§ What the exercise asks
Give every line below again, exactly as it appears.

+-------+

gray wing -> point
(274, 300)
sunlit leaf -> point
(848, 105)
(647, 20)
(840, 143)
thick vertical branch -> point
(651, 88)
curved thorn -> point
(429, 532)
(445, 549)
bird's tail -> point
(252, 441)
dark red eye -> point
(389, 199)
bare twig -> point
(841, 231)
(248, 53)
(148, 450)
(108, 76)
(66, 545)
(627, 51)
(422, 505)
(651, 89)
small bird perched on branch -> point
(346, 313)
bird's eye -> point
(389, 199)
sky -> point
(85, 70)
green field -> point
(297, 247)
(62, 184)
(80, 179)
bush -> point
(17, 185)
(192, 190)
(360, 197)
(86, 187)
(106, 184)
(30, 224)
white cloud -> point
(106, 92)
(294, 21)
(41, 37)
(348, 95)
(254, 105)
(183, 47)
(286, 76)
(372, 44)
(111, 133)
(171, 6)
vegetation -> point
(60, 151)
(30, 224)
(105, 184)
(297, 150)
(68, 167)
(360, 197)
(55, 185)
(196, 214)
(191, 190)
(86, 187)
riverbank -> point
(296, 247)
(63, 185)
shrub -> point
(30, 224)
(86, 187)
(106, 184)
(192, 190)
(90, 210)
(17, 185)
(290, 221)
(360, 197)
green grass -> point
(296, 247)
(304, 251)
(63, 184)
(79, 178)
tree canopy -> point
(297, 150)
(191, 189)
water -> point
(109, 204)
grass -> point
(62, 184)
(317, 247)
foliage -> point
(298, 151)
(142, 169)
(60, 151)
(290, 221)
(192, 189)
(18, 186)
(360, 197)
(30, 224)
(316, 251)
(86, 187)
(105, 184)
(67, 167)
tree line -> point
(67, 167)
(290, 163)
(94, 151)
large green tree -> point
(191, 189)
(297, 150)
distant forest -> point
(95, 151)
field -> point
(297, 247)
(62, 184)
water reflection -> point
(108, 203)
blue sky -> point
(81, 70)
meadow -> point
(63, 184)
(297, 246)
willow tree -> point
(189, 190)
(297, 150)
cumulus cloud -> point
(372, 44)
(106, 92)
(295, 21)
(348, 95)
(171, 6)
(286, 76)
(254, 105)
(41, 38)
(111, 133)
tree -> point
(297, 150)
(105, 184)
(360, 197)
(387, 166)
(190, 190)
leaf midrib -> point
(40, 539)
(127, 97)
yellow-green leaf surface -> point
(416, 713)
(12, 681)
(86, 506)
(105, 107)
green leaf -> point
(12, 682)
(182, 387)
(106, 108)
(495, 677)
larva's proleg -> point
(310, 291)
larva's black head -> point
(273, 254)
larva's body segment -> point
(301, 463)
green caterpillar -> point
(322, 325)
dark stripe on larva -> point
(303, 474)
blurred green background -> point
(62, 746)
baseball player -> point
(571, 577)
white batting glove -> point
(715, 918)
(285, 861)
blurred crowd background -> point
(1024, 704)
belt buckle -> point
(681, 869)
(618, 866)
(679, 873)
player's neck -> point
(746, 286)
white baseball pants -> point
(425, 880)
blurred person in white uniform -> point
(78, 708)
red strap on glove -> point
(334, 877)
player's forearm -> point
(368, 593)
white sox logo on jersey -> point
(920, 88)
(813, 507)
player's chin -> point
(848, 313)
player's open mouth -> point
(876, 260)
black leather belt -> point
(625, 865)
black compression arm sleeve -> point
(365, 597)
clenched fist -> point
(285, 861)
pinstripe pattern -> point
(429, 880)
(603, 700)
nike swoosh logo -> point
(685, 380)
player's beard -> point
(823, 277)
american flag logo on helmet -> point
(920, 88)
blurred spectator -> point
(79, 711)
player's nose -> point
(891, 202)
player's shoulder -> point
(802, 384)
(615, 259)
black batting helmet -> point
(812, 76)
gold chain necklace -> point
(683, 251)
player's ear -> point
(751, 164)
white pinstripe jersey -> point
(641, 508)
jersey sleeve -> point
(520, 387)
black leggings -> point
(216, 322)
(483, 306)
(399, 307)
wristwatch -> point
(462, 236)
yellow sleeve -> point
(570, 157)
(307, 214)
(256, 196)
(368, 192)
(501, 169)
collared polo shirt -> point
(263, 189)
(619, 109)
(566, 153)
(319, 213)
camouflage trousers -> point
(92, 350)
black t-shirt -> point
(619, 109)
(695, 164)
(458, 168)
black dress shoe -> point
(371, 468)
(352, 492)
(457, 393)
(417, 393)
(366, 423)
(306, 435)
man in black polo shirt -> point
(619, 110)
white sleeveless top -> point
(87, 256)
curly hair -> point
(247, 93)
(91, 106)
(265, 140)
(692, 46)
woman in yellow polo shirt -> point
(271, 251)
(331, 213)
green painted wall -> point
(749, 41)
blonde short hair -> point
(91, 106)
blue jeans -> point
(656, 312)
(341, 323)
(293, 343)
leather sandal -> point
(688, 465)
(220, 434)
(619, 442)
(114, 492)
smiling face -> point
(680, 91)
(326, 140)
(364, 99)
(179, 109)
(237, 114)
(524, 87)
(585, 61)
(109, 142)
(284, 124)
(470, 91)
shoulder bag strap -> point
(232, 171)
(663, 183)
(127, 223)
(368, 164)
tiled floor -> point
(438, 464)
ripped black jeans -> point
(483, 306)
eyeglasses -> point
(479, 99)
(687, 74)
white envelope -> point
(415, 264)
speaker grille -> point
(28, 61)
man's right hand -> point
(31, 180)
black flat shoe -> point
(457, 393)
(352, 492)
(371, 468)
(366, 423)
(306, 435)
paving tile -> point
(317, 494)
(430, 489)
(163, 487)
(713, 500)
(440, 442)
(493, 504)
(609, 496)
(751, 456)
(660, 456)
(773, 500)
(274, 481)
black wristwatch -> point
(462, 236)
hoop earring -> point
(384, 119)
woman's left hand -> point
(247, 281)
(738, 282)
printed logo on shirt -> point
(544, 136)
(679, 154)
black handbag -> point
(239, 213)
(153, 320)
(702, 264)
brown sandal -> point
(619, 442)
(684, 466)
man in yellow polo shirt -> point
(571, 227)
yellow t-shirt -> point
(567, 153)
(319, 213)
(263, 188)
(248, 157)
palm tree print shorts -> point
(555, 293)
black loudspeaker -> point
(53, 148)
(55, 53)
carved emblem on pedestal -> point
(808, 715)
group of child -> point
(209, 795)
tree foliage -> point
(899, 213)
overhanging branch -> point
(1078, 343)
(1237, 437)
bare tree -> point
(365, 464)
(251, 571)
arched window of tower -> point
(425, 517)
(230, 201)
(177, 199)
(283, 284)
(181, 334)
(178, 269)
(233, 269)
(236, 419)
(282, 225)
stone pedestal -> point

+-------+

§ Exercise output
gray wing -> point
(274, 300)
sunlit leaf -> point
(848, 105)
(647, 20)
(840, 143)
thick vertical branch -> point
(651, 88)
curved thorn -> point
(429, 532)
(445, 549)
bird's tail -> point
(252, 441)
dark red eye -> point
(389, 199)
bare twig -> point
(841, 231)
(248, 53)
(148, 450)
(108, 76)
(66, 545)
(627, 51)
(422, 505)
(651, 89)
small bird perched on branch -> point
(346, 313)
bird's eye -> point
(389, 199)
sky -> point
(85, 70)
green field -> point
(297, 247)
(62, 184)
(80, 179)
bush -> point
(17, 185)
(192, 190)
(360, 197)
(86, 187)
(106, 184)
(30, 224)
white cloud -> point
(106, 92)
(294, 21)
(41, 37)
(348, 95)
(254, 105)
(183, 47)
(286, 76)
(372, 44)
(111, 133)
(171, 6)
vegetation -> point
(60, 151)
(30, 224)
(105, 184)
(297, 150)
(68, 167)
(360, 197)
(55, 185)
(196, 214)
(191, 190)
(86, 187)
riverbank -> point
(296, 247)
(63, 185)
shrub -> point
(30, 224)
(86, 187)
(106, 184)
(192, 190)
(90, 210)
(17, 185)
(290, 221)
(360, 197)
green grass -> point
(296, 247)
(304, 251)
(63, 184)
(79, 178)
tree canopy -> point
(297, 150)
(191, 189)
water -> point
(109, 204)
grass -> point
(62, 184)
(317, 247)
foliage -> point
(298, 151)
(142, 169)
(60, 151)
(290, 221)
(192, 189)
(18, 186)
(360, 197)
(30, 224)
(316, 251)
(86, 187)
(105, 184)
(67, 167)
tree line -> point
(67, 167)
(290, 163)
(94, 151)
large green tree -> point
(191, 189)
(297, 150)
distant forest -> point
(95, 151)
field -> point
(297, 247)
(62, 184)
water reflection -> point
(108, 203)
blue sky -> point
(81, 70)
meadow -> point
(63, 184)
(297, 246)
willow tree -> point
(189, 190)
(297, 150)
cumulus cloud -> point
(372, 44)
(106, 92)
(295, 21)
(348, 95)
(171, 6)
(286, 76)
(254, 105)
(41, 38)
(111, 133)
tree -> point
(297, 150)
(105, 184)
(360, 197)
(387, 166)
(190, 190)
leaf midrib -> point
(40, 539)
(127, 97)
yellow-green leaf surface -> point
(416, 713)
(12, 681)
(86, 506)
(105, 107)
green leaf -> point
(12, 682)
(182, 387)
(106, 108)
(495, 677)
larva's proleg -> point
(310, 291)
larva's black head -> point
(273, 254)
larva's body segment -> point
(301, 463)
green caterpillar -> point
(322, 325)
dark stripe on larva -> point
(303, 474)
blurred green background -> point
(62, 746)
baseball player -> point
(571, 577)
white batting glove -> point
(715, 918)
(285, 861)
blurred crowd background -> point
(1024, 704)
belt buckle -> point
(681, 869)
(618, 866)
(679, 873)
player's neck -> point
(746, 286)
white baseball pants -> point
(425, 880)
blurred person in white uniform -> point
(78, 708)
red strap on glove -> point
(334, 877)
player's forearm -> point
(368, 593)
white sox logo on jersey -> point
(920, 88)
(813, 507)
player's chin -> point
(848, 313)
player's open mouth -> point
(876, 260)
black leather belt -> point
(625, 865)
black compression arm sleeve -> point
(365, 597)
clenched fist -> point
(285, 861)
pinstripe pattern -> point
(429, 880)
(603, 700)
nike swoosh logo -> point
(685, 380)
player's beard -> point
(823, 277)
american flag logo on helmet -> point
(920, 88)
blurred spectator -> point
(79, 711)
player's nose -> point
(891, 202)
player's shoulder -> point
(802, 384)
(615, 259)
black batting helmet -> point
(812, 76)
gold chain necklace -> point
(683, 251)
player's ear -> point
(751, 164)
white pinstripe jersey -> point
(641, 508)
jersey sleeve -> point
(520, 387)
black leggings -> point
(216, 322)
(483, 306)
(399, 307)
wristwatch -> point
(462, 236)
yellow sleeve -> point
(570, 157)
(307, 214)
(256, 196)
(368, 192)
(501, 169)
collared polo shirt -> point
(263, 189)
(619, 109)
(566, 153)
(319, 213)
camouflage trousers -> point
(92, 350)
black t-shirt -> point
(619, 109)
(695, 164)
(458, 168)
black dress shoe -> point
(371, 468)
(352, 492)
(457, 393)
(417, 393)
(366, 423)
(306, 435)
man in black polo shirt -> point
(619, 110)
white sleeveless top -> point
(87, 256)
curly hair -> point
(247, 93)
(91, 106)
(265, 140)
(692, 46)
woman in yellow polo shirt -> point
(271, 251)
(331, 213)
green painted wall -> point
(749, 41)
blonde short hair -> point
(91, 106)
blue jeans -> point
(656, 312)
(341, 323)
(293, 343)
leather sandal -> point
(688, 465)
(220, 434)
(619, 442)
(114, 492)
smiling face -> point
(680, 91)
(326, 140)
(364, 99)
(179, 109)
(237, 114)
(524, 87)
(585, 61)
(109, 142)
(284, 124)
(470, 91)
shoulder bag strap -> point
(232, 171)
(663, 183)
(127, 223)
(368, 164)
tiled floor -> point
(438, 464)
ripped black jeans -> point
(483, 306)
eyeglasses -> point
(479, 99)
(687, 74)
white envelope -> point
(415, 264)
speaker grille -> point
(28, 61)
man's right hand -> point
(31, 180)
black flat shoe -> point
(457, 393)
(352, 492)
(371, 468)
(366, 423)
(306, 435)
paving tile -> point
(317, 494)
(430, 489)
(163, 487)
(713, 500)
(440, 442)
(493, 504)
(609, 496)
(751, 456)
(660, 456)
(773, 500)
(274, 481)
black wristwatch -> point
(462, 236)
hoop earring -> point
(384, 119)
woman's left hand -> point
(247, 281)
(738, 282)
printed logo on shirt -> point
(544, 136)
(679, 154)
black handbag -> point
(239, 213)
(153, 320)
(702, 264)
brown sandal -> point
(619, 442)
(684, 466)
man in yellow polo shirt -> point
(571, 227)
yellow t-shirt -> point
(567, 153)
(319, 213)
(263, 188)
(248, 157)
palm tree print shorts -> point
(555, 293)
black loudspeaker -> point
(53, 148)
(55, 53)
carved emblem on pedestal -> point
(808, 715)
group of child -> point
(209, 795)
tree foliage -> point
(899, 213)
overhanging branch -> point
(1078, 343)
(1237, 437)
bare tree -> point
(365, 464)
(251, 571)
arched window of tower -> point
(425, 517)
(230, 201)
(177, 199)
(283, 284)
(181, 334)
(178, 269)
(233, 269)
(236, 419)
(282, 225)
stone pedestal -> point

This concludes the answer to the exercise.